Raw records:

--- start ---

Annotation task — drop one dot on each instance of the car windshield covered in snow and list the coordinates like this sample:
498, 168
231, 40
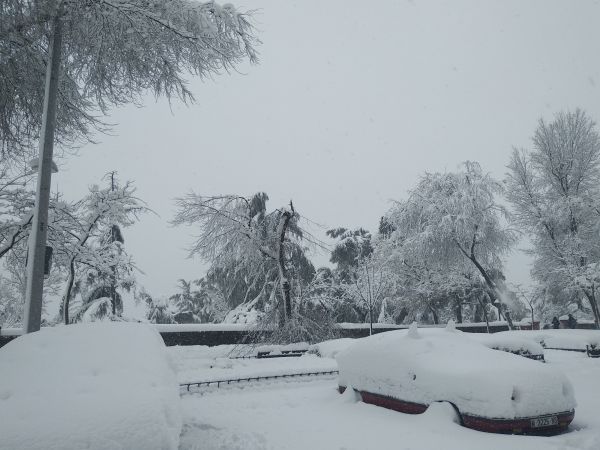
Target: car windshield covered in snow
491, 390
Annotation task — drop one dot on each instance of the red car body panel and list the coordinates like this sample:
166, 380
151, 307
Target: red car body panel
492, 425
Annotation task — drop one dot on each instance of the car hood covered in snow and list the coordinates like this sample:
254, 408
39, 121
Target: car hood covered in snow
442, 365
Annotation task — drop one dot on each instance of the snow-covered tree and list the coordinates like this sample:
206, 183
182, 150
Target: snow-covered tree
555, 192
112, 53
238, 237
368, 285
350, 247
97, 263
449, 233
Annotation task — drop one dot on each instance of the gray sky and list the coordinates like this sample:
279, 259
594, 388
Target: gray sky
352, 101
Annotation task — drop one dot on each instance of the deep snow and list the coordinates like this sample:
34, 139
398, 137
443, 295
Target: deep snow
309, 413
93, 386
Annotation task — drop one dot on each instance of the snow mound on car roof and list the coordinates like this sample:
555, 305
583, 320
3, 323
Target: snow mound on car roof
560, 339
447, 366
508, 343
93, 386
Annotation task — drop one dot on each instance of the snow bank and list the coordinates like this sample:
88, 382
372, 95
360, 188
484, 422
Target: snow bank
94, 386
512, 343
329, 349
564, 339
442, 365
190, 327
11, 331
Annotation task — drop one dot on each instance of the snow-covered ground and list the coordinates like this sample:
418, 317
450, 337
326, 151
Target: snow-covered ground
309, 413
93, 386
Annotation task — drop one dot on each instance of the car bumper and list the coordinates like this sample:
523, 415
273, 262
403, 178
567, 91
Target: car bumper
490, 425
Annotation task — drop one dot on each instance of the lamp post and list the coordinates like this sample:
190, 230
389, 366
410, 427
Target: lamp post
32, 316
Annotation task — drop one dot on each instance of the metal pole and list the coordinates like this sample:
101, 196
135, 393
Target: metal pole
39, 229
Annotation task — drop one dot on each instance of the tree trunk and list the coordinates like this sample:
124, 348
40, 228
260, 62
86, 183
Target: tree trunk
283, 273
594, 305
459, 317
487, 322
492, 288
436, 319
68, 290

--- end ---
--- start ---

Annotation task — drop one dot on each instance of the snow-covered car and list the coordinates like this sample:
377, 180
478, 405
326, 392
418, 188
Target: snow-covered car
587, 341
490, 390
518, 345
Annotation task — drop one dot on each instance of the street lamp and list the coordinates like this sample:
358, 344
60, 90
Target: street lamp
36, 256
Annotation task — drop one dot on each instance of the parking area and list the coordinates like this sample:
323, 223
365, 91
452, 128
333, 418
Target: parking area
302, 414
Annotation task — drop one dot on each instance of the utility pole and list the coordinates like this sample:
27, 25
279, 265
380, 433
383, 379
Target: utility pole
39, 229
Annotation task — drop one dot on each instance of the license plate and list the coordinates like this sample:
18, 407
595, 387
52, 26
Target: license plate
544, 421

--- end ---

:: AIM ::
Please find every line in the items above that contains the word "trunk" and copy each one out in full.

:: EXERCISE RESPONSE ::
Annotation task — drop one dot on each instance of the tree trunk and list the coordinates like this sample:
Target: tree trunk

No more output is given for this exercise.